Start of Text section

I had a good session with John on Tuesday. 2 good cries about Jack. "You were happy when you were with Jack. You loved Jack."
I am the main character in the Depression or Grief movie playing inside my head. When the main character is outside me, my child or my date, or an object like a soccer ball which I can step up and intercept, those movies are happy (or more likely to be happy I assume).
When I'm the main character, the movie is narcissistic, overflowing with self-consciousness.
John doesn't have a problem with my writing, per se, if I'm describing something outside me. But he is concerned when I write about myself. (Which is pretty damning since I write poetry and memoir. And these blog posts.)
I'm feeling enough, John said, I need to think my way out of the feelings--hence Cognitive Behavioral Therapy. By examining my thoughts, stop the movie (the feelings) before it starts.
This is where John's advice touches something new. I always thought my problem was I wasn't emotional enough. Whether I suppressing emotions, absorbing emotions, not expressing my emotions ... for the last few years I thought my work was emotional. I'm not sure John is contradicting this, but he says start with my thoughts. Notice my depressive pattern. When I start beating myself up, second guessing all the decisions I made with L, or start directing some anger at L, I should look at my thought and question it. What data do I have to support the thought? John used the word "data."
It seems consistent with mindfulness meditation. Stepping back from my thoughts and seeing where they come from.
Another tangent to our conversation was ... if something goes wrong, I fall back on my "good guy defense." I am a good person because I'm a gentleman, a boy scout. I follow the rules. I take out the trash. I pay my debts. I give up my seat on the bus. Believing I'm good, I battle the depression, the bad thoughts & feelings. I can hide there, safe, within the rules.

End of Text section
Start of Record set

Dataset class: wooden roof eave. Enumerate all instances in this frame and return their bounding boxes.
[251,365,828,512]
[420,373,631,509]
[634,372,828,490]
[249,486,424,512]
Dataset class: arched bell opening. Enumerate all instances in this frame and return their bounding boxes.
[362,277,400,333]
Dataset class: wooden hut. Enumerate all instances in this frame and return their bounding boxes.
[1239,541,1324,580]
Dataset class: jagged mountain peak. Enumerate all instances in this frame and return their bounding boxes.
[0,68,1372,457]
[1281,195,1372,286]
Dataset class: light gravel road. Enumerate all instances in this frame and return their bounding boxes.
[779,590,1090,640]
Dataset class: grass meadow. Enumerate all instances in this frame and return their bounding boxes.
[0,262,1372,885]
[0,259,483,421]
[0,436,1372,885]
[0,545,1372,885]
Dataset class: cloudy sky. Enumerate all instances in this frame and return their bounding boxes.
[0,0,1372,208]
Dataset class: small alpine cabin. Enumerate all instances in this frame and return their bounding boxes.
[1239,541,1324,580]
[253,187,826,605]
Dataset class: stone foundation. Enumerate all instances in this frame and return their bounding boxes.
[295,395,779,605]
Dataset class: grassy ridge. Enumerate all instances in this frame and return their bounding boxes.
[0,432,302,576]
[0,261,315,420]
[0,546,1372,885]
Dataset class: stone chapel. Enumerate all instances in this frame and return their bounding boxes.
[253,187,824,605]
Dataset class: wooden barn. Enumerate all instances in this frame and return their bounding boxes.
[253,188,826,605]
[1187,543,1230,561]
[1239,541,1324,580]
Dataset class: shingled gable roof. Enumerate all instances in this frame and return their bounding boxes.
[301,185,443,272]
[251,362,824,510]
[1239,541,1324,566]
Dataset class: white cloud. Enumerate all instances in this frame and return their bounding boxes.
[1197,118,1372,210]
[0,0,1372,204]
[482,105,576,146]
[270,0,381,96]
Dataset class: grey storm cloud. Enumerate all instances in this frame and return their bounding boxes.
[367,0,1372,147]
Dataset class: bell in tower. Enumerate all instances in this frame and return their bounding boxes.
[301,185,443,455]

End of Record set

### Required actions:
(A) In the therapy post, what word did John use when asking what supports a thought?
(B) From the therapy post, reproduce the passage that begins at the words "This is where" and stop after "they come from.".

### Your written answers:
(A) "Data."

(B)
This is where John's advice touches something new. I always thought my problem was I wasn't emotional enough. Whether I suppressing emotions, absorbing emotions, not expressing my emotions ... for the last few years I thought my work was emotional. I'm not sure John is contradicting this, but he says start with my thoughts. Notice my depressive pattern. When I start beating myself up, second guessing all the decisions I made with L, or start directing some anger at L, I should look at my thought and question it. What data do I have to support the thought? John used the word "data."
It seems consistent with mindfulness meditation. Stepping back from my thoughts and seeing where they come from.